* Begin Input for this task *
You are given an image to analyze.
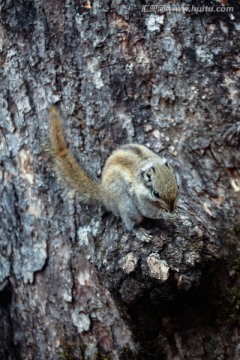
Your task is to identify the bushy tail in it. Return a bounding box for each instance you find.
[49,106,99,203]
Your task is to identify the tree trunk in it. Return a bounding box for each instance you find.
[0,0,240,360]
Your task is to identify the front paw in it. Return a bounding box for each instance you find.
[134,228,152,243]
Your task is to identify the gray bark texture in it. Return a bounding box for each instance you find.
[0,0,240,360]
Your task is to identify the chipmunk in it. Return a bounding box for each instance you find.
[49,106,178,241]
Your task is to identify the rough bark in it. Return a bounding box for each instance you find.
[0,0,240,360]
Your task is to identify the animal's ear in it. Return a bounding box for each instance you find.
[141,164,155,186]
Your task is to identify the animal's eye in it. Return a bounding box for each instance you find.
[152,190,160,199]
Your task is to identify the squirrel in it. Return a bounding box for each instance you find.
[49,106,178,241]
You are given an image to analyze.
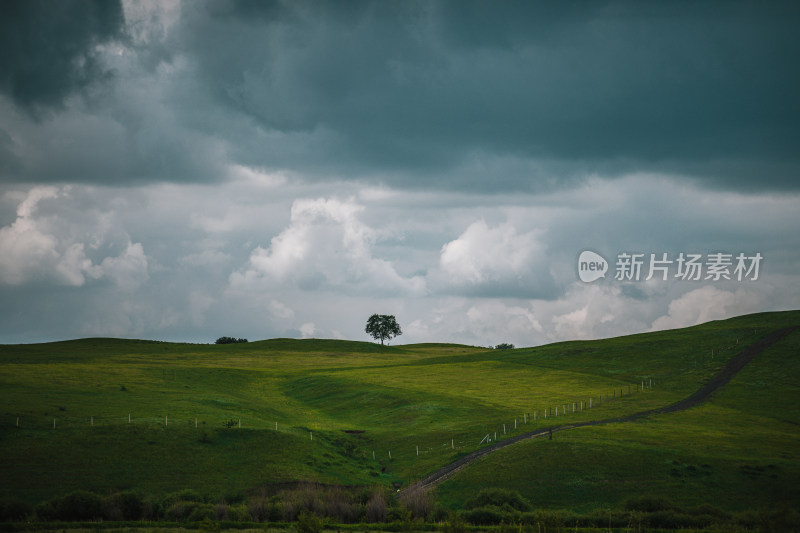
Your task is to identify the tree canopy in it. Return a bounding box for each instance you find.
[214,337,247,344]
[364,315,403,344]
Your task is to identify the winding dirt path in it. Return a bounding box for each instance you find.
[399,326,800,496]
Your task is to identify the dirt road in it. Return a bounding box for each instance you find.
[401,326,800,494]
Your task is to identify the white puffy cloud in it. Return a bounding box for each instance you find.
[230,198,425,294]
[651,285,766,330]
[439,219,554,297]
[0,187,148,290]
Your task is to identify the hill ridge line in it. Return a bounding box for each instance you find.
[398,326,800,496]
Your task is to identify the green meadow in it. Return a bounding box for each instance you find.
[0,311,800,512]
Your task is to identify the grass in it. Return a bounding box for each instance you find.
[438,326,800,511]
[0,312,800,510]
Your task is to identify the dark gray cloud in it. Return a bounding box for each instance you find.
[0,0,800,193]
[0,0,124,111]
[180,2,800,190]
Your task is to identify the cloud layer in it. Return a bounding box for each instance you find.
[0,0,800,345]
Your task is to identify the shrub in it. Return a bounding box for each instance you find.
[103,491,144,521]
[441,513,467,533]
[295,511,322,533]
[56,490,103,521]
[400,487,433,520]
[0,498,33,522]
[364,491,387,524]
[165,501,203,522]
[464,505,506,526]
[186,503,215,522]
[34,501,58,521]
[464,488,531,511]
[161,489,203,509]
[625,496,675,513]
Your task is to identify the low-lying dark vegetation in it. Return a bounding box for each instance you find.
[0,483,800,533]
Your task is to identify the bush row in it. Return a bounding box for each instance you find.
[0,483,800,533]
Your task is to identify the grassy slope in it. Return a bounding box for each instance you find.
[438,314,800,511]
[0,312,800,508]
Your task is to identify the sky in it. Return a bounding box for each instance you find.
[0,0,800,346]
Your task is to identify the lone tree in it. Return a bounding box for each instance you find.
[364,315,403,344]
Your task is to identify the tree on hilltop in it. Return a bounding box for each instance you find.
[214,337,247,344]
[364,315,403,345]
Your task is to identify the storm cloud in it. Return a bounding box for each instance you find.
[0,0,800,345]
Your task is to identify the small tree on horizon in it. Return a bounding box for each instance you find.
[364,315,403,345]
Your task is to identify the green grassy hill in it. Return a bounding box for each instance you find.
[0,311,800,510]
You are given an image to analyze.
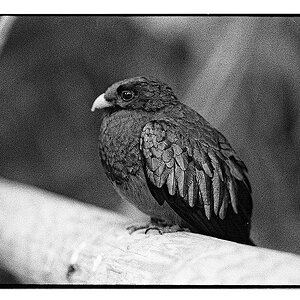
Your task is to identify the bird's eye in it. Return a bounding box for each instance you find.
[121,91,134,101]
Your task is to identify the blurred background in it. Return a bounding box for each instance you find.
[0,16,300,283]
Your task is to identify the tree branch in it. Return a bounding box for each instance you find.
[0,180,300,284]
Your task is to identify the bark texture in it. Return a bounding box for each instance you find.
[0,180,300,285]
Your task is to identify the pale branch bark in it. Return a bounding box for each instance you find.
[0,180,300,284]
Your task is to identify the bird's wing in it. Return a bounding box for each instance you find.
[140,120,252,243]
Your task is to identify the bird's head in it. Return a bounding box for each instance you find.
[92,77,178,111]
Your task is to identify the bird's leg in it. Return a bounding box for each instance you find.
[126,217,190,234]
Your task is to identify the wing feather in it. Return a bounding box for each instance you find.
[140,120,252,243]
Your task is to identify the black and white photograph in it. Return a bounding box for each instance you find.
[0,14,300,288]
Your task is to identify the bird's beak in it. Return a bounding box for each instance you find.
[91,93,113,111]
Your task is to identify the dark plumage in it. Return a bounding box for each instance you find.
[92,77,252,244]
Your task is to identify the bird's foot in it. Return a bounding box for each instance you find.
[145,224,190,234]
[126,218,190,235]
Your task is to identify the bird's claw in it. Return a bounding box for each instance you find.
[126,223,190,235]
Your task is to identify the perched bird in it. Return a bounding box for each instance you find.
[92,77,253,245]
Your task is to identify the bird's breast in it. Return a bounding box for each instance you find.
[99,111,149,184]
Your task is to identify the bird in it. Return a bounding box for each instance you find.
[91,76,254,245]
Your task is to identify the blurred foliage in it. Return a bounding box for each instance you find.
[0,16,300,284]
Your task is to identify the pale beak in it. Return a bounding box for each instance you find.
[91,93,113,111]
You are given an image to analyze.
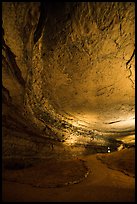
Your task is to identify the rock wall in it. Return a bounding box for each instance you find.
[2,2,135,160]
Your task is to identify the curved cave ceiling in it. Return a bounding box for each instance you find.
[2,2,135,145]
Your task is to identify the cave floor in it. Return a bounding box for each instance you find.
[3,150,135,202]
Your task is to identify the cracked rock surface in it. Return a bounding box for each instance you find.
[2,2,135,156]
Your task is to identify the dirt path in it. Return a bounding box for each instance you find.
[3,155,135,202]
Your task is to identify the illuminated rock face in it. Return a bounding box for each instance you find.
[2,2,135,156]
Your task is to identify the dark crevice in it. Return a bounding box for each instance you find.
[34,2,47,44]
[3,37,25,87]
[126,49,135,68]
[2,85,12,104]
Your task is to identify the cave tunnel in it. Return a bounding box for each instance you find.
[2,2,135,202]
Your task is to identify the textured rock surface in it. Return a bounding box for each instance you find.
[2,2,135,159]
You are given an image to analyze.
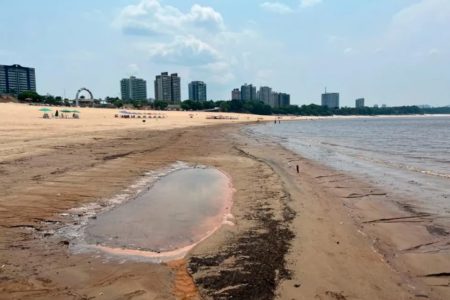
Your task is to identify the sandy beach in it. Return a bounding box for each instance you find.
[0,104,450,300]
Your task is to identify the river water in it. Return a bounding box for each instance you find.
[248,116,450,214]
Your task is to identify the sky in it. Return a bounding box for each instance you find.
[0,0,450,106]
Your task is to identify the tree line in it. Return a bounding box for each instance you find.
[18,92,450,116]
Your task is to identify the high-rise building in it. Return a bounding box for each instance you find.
* End Input for this task *
Exercise instructions: Show every line of the records that contains the string "gray", matching case exactly.

Right answer:
Your task is to identify the gray bark texture in it. Return a bounding box for each instance you find.
Your task is to identify the dark gray cloud in it. Return a bounding box for each instance you find.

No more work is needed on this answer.